■ **課題**
B2BマーケティングのKGI/KPIに関する抜粋を、最後の文の後から書き継ぎなさい。

■ **抜粋**
————

B2Bマーケティングにおける目標達成・業績評価指標(KGI/KPI)の活用を考える

今回は、BtoB企業のマーケティングとセールス領域のコンサルティングを行っているB2Bマーケティング株式会社の代表取締役 堀首 裕芳 氏に記事を寄稿いただきました。

国内の多くのB2B企業において、企業規模に関わらずデジタルマーケティングの取り組みが推進されつつあります。しかしながら、B2B事業の多くはネット広告やWebサイトなどオンライン上で完結しないビジネスであり、展示会やセミナーなどのイベント集客、あるいはセールス担当者による提案活動など、リアルな活動や施策との連携・連動が、成果(売上)につなげるための重要な要素になってます。

そこで、B2Bマーケティングにおける取り組みの成果をどのように計測・評価し、どう改善活動につなげていくべきか、マーケティングあるいはセールス全体での目標達成・業績評価指標(KGI/KPI)の考え方や活用方法を考えてみたいと思います。

あらためて目標達成・業績評価指標(KGI/KPI)とは?

一般的に、KGI(ケージーアイ)やKPI(ケーピーアイ)というワードはそれぞれ以下のように訳されます。

  • KGI(Key Goal Indicator):重要目標達成指標
  • KPI(Key Perfomance Indicator):重要業績評価指標

設定した目標KGIを達成するために必要なプロセスを評価・可視化し、改善していく(よりゴールに近づける)ために使われる中間指標がKPIとなります。

そもそもKGIやKPIという考え方は、BSC(バランスト・スコアカード)と呼ばれる戦略策定フレームワークの中で用いられる指標が一般化したもので、現在ではあらゆるビジネスシーンにおいて、よく使われるようになりました。

J1リーグ優勝までのKGI/KPI の設定イメージ

それでは、こういった指標にあまり馴染みのない方々の理解を助けるため、サッカーチームの経営・運営に当てはめて説明したいと思います。

図表にあるように、最終目標をリーグ優勝とします。その最終目標を達成するために、重要成功要因(Critical Success Factor)を定めます。重要成功要因とは目標と戦略の実現のために何が重要な成功要因かを明示するものです。

————

■ **与えられた項目**
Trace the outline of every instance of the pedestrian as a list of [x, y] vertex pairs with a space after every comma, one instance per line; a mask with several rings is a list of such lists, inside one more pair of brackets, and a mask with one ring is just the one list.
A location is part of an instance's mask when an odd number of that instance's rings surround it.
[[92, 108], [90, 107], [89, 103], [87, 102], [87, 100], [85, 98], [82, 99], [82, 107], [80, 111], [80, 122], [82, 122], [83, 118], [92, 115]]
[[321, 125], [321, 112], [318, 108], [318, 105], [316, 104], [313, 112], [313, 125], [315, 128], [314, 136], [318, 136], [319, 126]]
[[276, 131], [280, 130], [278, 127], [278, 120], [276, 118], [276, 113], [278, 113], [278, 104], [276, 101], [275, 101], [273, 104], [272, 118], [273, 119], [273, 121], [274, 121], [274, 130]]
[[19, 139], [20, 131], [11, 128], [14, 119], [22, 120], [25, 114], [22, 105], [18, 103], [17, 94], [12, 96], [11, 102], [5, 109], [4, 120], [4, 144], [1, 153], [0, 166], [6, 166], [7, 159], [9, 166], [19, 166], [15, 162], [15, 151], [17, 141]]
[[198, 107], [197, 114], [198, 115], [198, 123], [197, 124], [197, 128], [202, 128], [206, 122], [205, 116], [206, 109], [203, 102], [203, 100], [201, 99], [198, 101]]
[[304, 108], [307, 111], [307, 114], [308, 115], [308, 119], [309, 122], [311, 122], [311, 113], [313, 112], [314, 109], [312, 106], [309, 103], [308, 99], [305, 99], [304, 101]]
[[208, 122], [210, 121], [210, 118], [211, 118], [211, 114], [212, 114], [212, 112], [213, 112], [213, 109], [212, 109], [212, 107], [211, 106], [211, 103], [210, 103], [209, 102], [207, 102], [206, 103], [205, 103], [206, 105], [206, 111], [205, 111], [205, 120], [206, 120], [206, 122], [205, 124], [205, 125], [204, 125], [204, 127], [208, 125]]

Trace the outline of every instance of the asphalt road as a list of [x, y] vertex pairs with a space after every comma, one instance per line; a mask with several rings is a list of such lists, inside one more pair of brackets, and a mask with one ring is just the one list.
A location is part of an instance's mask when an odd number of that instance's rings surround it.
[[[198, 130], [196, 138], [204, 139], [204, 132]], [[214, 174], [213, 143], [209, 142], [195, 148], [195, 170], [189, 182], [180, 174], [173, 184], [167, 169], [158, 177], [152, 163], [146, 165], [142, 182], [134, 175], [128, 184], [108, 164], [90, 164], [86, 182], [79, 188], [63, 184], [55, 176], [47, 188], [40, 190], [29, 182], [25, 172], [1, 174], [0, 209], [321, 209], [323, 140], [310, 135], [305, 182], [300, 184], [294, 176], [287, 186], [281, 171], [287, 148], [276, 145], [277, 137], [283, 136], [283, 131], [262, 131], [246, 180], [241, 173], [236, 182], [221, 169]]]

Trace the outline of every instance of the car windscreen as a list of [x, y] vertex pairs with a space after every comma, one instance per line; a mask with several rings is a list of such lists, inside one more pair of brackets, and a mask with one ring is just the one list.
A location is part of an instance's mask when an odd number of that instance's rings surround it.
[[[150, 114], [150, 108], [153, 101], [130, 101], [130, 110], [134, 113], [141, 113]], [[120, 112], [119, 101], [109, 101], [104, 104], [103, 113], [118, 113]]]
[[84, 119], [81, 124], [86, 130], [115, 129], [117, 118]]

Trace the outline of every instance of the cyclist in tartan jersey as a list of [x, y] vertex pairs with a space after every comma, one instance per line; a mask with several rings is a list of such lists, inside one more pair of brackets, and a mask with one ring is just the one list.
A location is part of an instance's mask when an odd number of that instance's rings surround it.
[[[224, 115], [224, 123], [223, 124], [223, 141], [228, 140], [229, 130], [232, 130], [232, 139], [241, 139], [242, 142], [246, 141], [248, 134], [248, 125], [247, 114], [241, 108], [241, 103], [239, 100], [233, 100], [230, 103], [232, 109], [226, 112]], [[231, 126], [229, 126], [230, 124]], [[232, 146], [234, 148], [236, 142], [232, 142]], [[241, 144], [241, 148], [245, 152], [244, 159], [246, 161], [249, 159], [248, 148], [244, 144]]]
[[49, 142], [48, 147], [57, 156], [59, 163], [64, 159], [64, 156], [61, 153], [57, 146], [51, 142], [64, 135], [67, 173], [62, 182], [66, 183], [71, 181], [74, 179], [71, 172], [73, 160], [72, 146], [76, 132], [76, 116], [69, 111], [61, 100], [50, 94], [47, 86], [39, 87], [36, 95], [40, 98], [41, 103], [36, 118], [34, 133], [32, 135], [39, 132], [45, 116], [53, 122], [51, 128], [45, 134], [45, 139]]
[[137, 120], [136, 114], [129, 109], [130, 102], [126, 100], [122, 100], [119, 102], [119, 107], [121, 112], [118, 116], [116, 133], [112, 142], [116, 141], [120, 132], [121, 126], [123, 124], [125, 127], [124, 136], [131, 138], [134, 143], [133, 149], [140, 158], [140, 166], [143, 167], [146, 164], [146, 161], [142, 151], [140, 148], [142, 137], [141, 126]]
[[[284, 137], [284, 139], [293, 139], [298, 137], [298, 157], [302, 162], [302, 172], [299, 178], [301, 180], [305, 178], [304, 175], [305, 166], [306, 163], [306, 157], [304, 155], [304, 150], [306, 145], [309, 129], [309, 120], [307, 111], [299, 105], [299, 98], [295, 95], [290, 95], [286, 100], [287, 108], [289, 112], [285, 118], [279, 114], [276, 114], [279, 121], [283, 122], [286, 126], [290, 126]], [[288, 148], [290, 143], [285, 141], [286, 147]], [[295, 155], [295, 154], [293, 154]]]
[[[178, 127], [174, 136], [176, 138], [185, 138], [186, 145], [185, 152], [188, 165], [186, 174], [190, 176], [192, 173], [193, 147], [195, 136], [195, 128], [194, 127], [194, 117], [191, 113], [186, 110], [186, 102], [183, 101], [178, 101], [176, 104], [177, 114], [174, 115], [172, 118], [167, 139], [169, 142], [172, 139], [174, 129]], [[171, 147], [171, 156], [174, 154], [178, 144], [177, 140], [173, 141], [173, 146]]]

————

■ **解答**
ここでは、重要成功要因の一つとして「攻撃的なサッカー」の実現を掲げています。

このとき、年間総得点60ゴールをKGIとして設定し、この60ゴールを達成するための中間指標としてKPIが設定されている、という考え方です。

例えば、ゴールはシュートを打たないと入らないものですので、全試合で300本以上のシュートを打つ、あるいはパスの平均成功率を80%以上とする、などの指標を定めます。

あるいは、重要成功要因の一つとして「サポーターの活性化」を掲げて、KGIとして年間の観客総動員数80万人に設定したとすれば、ファンクラブの会員数や会員サイトのページビュー(PV)などをKPIとして計測・評価していくことが可能、というわけです。

これらのKPIを考える際には、KGIの達成と相関関係がありコントロール可能な指標であることを考慮して設定する必要があります。というのも、KGIの達成に貢献せず、マネジメントできないような指標であれば不適切だからです。

とはいえ、当初から適切な指標を設定できるとは限らず、これらの指標を継続的にモニタリングしていきながら、適宜見直していくことが求められます。

目標から逆算することで、目標達成プロセスをマネジメント

マーケティングあるいはセールスに関する施策を企画・実行する以前に、目標を見据えた達成シナリオを想定できていないと、思うような成果は得られません。

例えば、目標が『来期予算の達成』なら「目標達成のために、何件の営業案件(平均の案件単価から算定)が必要か? ⇒どんな商談経路から案件を獲得するか? ⇒その案件を創出するには、どんな施策・活動がどの程度必要か?」といった具合に、目標から逆算して日々の施策・活動レベルにまでブレークダウンしていきます。

下図を例にとると、Webサイト経由の問い合わせに対する営業プロセスを想定した場合、12件の案件獲得を目標にすると、各プロセスの遷移率からWeb経由の問い合わせ数は100件必要だということが判明します。

目標件数から逆算する各フェーズにおける目標獲得数のイメージ

同様の考え方で、商談経路ごとの案件創出・獲得シナリオを目標から逆算していくと、以下のようなツリー構造で関連付けられ、それぞれの評価・マネジメントが可能になります。

具体的には、年間で必要な受注件数の30%をWeb経由で獲得するために、案件の受注率あるいは案件化率などで割り戻していくと、Web経由の問い合わせ件数が600件必要なことがわかり、それをさらにブレークダウンしていくと、対象の製品サイトのユニークユーザー数として月間3,000を目指すことが示されます。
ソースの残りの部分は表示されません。